▶ SOURCE
◆ ◆ ◆ ◆ ◆ ◆ ◆
The latest food trend that is taking off over the pond is the Miniature Pie trend.
These pies may be sweet or savoury, and are becoming one of the most fashionable snacks, lunches and dinners! Pie shops are popping up all over America (and slowly in England – remember MyPie on the Apprentice, and here The Pie Shop in Covent Garden)
Some even offer ‘Pie Happy Hour!’
What is a pie: A pie is a baked dish which is usually made of a pastry dough casing that covers or completely contains a filling of various sweet or savoury ingredients.
Pies are defined by their crusts. A filled pie (also single-crust or bottom-crust), has pastry lining the baking dish, and the filling is placed on top of the pastry, but left open. A top-crust pie, which may also be called a cobbler, has the filling in the bottom of the dish and the filling covered with a pastry or other covering before baking. A two-crust pie has the filling completely enclosed in the pastry shell. Flaky pastry is a typical kind of pastry used for pie crusts, but many things can be used, including baking powder biscuits, mashed potatoes, and crumbs.
Pies can be a variety of sizes, ranging from bite-size to ones designed for multiple servings.
(Courtesy of Wikipedia! See for references)
History: The first pies appeared around 9500 BC, in the Egyptian Neolithic period or New Stone Age. Early pies were known as galettes, wrapping honey as a treat inside a cover of ground oats, wheat, rye or barley. With the knowledge transferred to the Ancient Greeks, historians believe that the Greeks originated pie pastry. Then a flour-water paste (add fat, and it becomes pastry), wrapped around meat, served to: cook the meat; seal in the juices; and provide a lightweight sealed holder for long sea journeys. This transferred the knowledge to the Romans.
◆ ◆ ◆ ◆ ◆ ◆ ◆
Data taken from a collection:
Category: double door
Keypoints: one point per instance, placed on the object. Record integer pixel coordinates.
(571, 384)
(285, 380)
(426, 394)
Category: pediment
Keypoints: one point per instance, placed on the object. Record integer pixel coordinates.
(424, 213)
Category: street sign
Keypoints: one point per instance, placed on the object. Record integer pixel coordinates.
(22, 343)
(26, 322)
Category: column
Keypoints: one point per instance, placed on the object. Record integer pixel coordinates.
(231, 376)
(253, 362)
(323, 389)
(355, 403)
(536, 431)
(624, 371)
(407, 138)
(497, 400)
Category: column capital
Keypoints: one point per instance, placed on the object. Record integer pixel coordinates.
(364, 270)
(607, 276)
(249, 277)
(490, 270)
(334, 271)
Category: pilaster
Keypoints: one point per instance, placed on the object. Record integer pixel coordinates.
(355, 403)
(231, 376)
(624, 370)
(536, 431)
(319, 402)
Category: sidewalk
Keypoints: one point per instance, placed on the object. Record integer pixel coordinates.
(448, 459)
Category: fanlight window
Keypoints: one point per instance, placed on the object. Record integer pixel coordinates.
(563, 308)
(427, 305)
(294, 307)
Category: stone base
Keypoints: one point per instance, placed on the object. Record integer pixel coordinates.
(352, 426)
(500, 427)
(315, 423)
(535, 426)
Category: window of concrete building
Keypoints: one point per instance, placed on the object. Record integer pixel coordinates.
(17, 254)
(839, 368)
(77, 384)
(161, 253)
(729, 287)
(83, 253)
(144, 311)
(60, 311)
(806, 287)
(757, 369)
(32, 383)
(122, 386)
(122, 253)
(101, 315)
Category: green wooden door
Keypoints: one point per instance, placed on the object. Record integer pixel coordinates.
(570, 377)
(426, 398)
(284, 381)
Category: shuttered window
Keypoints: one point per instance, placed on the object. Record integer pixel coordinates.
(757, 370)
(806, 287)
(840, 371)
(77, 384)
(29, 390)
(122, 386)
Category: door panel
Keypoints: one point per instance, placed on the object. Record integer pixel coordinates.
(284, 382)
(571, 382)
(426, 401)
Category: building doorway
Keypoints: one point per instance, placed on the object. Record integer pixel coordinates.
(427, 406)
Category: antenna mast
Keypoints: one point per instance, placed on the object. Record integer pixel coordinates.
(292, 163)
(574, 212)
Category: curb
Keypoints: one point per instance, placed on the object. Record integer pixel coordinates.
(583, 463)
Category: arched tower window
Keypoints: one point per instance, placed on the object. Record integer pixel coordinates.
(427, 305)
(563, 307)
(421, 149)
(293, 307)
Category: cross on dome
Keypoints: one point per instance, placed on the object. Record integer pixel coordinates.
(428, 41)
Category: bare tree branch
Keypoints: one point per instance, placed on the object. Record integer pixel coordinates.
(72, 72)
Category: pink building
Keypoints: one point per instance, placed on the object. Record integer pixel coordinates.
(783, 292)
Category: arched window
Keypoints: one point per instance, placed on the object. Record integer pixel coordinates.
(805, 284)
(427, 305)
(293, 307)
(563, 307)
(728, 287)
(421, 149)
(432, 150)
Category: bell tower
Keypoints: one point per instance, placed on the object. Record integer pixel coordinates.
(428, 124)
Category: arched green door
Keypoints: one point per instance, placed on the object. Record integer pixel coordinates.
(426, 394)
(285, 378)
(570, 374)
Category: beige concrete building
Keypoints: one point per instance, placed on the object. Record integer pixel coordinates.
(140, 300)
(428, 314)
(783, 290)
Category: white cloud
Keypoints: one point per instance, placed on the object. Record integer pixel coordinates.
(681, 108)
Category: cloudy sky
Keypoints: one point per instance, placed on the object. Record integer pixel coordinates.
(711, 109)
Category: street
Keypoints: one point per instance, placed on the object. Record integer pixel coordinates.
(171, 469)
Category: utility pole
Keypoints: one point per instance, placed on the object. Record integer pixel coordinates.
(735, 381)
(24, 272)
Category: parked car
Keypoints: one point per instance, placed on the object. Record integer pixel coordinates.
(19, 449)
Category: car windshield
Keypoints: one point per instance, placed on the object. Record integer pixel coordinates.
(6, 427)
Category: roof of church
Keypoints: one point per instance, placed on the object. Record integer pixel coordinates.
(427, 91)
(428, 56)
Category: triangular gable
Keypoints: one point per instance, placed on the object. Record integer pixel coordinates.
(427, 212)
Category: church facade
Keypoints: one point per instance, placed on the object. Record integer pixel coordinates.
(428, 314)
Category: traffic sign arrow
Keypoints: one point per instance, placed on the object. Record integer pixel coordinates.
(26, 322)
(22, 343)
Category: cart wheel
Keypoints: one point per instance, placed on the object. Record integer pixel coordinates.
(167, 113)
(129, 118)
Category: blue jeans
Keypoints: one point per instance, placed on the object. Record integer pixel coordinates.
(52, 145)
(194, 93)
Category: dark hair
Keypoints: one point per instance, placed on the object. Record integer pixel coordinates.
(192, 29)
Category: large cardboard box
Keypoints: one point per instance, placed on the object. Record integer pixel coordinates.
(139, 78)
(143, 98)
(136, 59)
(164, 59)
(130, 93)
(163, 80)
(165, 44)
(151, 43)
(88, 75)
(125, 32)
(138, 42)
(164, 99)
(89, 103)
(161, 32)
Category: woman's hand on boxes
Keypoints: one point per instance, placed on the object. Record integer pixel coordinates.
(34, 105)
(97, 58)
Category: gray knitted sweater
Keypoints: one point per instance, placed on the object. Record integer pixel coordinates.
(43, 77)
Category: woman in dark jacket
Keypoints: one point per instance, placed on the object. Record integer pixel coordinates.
◆ ◆ ◆ ◆ ◆ ◆ ◆
▶ TO DO
a: In the pie article, what were early pies known as?
b: Print everything in the pie article from "The latest food" down to "or savoury ingredients.".
This data was drawn from a separate source.

▶ RESPONSES TO THE EXERCISE
a: Galettes.

b:
The latest food trend that is taking off over the pond is the Miniature Pie trend.
These pies may be sweet or savoury, and are becoming one of the most fashionable snacks, lunches and dinners! Pie shops are popping up all over America (and slowly in England – remember MyPie on the Apprentice, and here The Pie Shop in Covent Garden)
Some even offer ‘Pie Happy Hour!’
What is a pie: A pie is a baked dish which is usually made of a pastry dough casing that covers or completely contains a filling of various sweet or savoury ingredients.